(PROVIDED INFORMATION Opens)
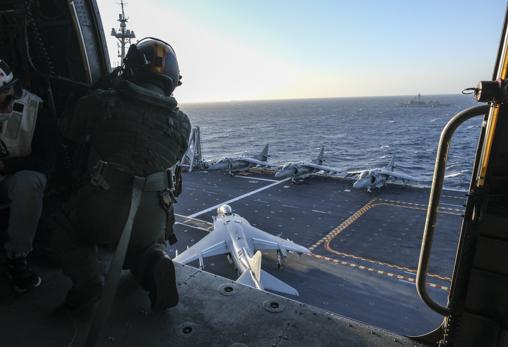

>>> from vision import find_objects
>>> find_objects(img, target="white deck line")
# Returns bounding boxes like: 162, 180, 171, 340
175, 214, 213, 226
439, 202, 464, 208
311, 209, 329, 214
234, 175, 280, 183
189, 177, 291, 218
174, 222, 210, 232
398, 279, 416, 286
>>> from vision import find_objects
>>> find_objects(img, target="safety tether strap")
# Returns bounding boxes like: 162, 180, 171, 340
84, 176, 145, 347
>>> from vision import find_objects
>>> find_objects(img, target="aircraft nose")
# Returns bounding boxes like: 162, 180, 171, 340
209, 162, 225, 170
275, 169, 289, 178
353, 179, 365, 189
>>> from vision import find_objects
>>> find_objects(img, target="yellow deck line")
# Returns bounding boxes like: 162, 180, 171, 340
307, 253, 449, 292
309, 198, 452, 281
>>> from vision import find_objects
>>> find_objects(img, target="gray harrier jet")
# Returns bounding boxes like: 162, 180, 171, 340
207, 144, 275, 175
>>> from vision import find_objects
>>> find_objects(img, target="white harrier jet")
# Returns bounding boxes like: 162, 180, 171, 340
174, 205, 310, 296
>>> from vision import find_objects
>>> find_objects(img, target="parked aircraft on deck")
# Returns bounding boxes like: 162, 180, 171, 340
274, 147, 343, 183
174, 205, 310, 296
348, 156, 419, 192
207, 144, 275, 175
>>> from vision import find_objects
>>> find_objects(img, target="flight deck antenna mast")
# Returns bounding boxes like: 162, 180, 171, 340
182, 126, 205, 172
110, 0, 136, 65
(PROVIDED INFORMATION Closes)
(PROVIDED INFORMATION Opens)
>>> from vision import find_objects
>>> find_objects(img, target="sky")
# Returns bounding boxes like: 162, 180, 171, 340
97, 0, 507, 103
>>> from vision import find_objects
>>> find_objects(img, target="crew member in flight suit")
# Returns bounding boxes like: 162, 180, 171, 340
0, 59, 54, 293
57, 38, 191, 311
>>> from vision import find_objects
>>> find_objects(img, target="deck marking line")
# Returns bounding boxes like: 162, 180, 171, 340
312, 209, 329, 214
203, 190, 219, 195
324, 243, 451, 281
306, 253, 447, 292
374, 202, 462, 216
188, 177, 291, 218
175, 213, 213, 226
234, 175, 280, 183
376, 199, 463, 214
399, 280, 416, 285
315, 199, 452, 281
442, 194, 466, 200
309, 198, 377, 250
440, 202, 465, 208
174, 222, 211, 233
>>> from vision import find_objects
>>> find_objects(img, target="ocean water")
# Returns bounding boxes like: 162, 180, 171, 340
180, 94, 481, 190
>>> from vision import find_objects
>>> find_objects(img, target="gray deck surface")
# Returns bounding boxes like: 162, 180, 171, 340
(PROVIDED INFORMATION Closes)
**ABOUT THIS TASK**
Check each line of the data above for the word "harrier" and copy the ones where it is found.

**ANSWER FOR THE TASK**
>>> find_objects(img, target="gray harrier jet")
>>> find_objects(img, target="white harrier jet")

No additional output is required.